Extrait choisi:
▬▬▬
Par Hassan GHEDIRI
Notre pays appartient au rang des pays qui tolèrent la commercialisation des peintures contenant des métaux toxiques qui continuent à être utilisées dans le bâtiment…
Voilà un autre exemple édifiant du manquement des pouvoirs publics à leur devoir de veiller sur la santé publique et d’agir contre tout ce qui pourrait représenter un danger pour la population et les générations futures. Malgré de nombreux appels lancés ces dernières années par des ONG pour alerter contre la commercialisation sur le marché national des peintures contenant des substances particulièrement nocives pour la santé et l’environnement, l’Etat hésite à prendre des mesures radicales.
C’est en effet ce qui ressort d’un communiqué diffusé, hier, par l’Association tunisienne pour l’information du consommateur (IOTIC) dans lequel elle exprime sa profonde déception et sa désapprobation quant aux retards répétés dans la publication d’un décret interdisant la fabrication de peintures au plomb en Tunisie. Ledit décret est supposé être la réponse juridique à des infractions aux règles sanitaires et environnementales dans l’industrie de peinture en Tunisie.
Fruit de la lutte menée par les ONG, le texte qui tarde à voir le jour fait, tardivement, écho à la publication, en 2013, des résultats accablants sur la présente du plomb dans la peinture bâtiment fabriquée et commercialisée en Tunisie.
Selon l’enquête menée en 2013 par l’Association de l’éducation environnementale pour les futures générations (AEEFG) en collaboration avec le programme des Nations unies pour l’environnement (PNUD), la teneur du plomb dépasse largement le niveau tolérable dans 30 marques étudiées commercialisées sur le marché local. Les échantillons étudiés ont révélé des taux des centaines de fois supérieurs aux seuils tolérés.
Cela montre que la Tunisie fait partie des pays où l’utilisation de la peinture au plomb dans les foyers et les bâtiments à usage public, tels que les écoles, est autorisée.
L’alerte lancée par l’OTIC ressemble en effet à un appel à l’ordre adressé à tous les acteurs concernés par ce problème d’autant plus que la Tunisie, à l’instar de la communauté internationale, s’apprête à célébrer la semaine internationale de prévention de l’intoxication au plomb qui aura lieu du 19 au 25 octobre. Cet évènement international rappelle à travers son slogan qu’il n’existe pas de niveau d’exposition sûr au plomb.
▬▬▬
Lignes affichées:
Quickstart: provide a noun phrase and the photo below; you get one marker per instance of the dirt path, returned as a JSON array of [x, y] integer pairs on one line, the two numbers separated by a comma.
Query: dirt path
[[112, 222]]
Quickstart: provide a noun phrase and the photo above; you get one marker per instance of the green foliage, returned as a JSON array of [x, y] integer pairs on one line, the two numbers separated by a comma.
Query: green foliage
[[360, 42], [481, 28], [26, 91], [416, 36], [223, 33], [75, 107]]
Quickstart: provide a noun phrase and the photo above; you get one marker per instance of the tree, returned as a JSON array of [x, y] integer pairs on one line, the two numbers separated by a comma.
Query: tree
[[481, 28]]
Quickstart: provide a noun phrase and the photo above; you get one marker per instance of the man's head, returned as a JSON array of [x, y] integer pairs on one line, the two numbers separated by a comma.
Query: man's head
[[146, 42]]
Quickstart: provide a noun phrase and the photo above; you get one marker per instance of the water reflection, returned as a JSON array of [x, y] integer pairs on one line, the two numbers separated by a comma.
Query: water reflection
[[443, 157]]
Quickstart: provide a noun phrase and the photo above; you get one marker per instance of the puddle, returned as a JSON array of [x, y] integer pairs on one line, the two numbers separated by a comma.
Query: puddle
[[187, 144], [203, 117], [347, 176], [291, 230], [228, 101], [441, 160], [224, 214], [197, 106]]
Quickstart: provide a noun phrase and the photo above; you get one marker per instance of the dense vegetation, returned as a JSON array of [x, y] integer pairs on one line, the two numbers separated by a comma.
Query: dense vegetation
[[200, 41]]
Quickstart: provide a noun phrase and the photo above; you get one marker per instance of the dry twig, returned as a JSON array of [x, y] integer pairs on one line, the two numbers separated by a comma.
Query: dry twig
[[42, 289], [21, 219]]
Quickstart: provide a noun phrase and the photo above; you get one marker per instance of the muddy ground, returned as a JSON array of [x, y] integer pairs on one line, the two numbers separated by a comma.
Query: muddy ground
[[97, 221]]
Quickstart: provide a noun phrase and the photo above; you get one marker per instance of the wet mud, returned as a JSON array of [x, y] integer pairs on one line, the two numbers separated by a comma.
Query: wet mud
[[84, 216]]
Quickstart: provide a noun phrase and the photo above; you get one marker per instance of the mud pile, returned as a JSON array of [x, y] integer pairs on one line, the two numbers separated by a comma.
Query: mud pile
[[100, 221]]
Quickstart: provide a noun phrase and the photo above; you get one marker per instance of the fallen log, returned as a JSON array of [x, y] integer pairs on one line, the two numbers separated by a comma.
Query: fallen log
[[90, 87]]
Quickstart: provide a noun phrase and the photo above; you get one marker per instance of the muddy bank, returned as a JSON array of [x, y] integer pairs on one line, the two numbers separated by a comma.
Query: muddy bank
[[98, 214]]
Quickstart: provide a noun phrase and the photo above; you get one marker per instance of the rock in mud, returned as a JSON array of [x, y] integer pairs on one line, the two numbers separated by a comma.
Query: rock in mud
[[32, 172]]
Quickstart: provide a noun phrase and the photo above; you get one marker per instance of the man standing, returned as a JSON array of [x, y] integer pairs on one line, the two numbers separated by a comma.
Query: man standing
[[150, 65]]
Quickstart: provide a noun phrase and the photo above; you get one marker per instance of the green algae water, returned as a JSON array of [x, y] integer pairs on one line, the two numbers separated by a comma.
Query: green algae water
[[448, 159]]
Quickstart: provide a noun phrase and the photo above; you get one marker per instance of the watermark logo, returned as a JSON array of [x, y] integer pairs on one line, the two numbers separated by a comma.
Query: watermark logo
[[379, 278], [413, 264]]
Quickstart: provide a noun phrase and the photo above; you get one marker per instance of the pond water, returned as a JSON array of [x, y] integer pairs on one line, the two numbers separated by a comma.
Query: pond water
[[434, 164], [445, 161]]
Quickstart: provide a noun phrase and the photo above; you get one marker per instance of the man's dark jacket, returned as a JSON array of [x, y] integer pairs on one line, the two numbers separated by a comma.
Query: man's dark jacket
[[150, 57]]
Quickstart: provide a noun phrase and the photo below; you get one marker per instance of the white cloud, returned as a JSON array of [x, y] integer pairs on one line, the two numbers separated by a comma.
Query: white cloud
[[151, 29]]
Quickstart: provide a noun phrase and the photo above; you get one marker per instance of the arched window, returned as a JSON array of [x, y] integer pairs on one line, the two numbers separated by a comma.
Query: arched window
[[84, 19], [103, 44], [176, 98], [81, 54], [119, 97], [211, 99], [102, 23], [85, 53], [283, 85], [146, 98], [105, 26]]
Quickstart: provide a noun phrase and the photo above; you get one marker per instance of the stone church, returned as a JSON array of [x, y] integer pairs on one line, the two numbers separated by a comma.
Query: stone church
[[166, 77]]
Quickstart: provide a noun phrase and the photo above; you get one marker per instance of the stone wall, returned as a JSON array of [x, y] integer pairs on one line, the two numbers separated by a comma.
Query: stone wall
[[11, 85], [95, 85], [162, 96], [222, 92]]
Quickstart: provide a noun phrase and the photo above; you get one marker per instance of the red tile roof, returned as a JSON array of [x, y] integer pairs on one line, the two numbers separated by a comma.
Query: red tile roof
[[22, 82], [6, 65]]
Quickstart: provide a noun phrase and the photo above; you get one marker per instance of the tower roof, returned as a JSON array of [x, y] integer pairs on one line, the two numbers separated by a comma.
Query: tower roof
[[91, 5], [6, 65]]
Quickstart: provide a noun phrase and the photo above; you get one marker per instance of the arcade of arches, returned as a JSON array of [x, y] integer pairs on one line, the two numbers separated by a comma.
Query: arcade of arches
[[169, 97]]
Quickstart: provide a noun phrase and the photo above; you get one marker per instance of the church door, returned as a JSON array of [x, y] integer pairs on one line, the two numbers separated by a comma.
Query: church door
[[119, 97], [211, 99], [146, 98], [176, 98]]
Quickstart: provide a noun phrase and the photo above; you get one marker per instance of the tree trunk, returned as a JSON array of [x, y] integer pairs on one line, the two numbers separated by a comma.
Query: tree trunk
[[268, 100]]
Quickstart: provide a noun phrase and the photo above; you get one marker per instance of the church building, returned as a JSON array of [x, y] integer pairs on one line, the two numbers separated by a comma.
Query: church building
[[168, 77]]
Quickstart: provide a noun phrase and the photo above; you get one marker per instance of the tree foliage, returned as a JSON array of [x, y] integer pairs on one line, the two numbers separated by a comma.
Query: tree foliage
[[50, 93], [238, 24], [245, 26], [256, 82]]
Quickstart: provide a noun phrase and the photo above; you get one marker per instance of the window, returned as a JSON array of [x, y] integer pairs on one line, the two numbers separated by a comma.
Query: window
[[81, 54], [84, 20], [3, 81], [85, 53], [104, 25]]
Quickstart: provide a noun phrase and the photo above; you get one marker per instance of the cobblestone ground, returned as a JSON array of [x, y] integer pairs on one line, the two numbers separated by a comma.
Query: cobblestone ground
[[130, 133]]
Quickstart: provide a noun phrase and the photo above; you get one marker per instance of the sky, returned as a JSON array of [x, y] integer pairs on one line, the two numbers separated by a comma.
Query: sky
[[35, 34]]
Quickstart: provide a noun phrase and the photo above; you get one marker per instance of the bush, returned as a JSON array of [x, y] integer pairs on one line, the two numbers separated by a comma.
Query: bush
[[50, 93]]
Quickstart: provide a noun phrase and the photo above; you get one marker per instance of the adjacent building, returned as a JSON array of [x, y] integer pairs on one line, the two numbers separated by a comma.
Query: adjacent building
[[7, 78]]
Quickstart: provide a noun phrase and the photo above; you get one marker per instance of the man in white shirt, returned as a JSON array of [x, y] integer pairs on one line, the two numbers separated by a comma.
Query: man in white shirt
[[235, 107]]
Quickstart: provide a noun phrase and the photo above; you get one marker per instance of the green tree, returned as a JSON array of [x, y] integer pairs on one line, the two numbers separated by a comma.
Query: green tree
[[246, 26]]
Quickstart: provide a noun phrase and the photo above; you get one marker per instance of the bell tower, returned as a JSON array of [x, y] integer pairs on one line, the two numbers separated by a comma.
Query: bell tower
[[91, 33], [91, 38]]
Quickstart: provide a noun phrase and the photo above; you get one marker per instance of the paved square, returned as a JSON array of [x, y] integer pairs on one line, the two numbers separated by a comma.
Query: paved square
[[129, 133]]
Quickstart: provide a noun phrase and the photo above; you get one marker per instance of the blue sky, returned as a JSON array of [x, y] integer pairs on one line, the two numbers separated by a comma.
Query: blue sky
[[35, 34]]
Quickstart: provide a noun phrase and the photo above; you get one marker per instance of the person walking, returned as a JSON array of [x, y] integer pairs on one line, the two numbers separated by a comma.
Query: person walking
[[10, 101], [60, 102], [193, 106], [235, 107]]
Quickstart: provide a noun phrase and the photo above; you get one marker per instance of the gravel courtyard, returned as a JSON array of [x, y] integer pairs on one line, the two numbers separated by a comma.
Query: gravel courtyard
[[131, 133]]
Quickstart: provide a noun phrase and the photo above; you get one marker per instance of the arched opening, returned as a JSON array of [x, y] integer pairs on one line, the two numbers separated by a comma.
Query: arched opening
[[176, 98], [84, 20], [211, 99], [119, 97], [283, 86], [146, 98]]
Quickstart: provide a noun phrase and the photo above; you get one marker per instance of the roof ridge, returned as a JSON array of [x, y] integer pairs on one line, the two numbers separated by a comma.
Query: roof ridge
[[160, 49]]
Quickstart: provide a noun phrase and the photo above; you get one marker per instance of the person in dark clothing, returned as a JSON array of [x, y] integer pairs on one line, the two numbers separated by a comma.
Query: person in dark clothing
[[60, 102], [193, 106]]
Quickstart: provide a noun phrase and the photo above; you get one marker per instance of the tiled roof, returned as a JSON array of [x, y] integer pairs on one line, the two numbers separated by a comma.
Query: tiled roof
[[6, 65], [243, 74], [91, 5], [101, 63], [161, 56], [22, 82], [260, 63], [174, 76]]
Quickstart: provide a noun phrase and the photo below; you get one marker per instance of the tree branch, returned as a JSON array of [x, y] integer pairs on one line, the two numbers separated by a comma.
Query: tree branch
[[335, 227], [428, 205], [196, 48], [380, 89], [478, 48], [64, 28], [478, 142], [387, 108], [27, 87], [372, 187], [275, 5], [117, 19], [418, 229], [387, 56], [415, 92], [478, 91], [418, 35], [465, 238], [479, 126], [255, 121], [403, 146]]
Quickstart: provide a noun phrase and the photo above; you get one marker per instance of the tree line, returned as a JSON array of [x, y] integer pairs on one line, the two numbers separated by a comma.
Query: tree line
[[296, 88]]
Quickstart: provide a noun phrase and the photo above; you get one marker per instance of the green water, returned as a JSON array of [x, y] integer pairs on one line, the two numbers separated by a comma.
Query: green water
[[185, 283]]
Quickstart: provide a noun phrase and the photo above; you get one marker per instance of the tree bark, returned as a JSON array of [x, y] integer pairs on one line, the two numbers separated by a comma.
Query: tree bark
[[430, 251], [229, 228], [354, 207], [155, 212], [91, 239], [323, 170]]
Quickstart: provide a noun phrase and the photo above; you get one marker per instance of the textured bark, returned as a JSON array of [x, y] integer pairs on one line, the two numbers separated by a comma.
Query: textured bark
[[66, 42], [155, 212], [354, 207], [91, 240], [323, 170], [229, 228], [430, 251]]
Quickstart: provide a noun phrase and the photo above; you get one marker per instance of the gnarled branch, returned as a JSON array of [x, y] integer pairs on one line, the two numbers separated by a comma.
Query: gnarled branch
▬▬▬
Consignes et exigences:
Dans l'article sur les peintures au plomb, reprenez le passage qui commence par les mots « Cela montre que » et s'achève sur « écoles, est autorisée. », en substituant « les hôpitaux » à « les écoles ». Les lignes forment un matériau distinct de l'article sur les peintures au plomb.

Résultat obtenu:
Cela montre que la Tunisie fait partie des pays où l’utilisation de la peinture au plomb dans les foyers et les bâtiments à usage public, tels que les hôpitaux, est autorisée.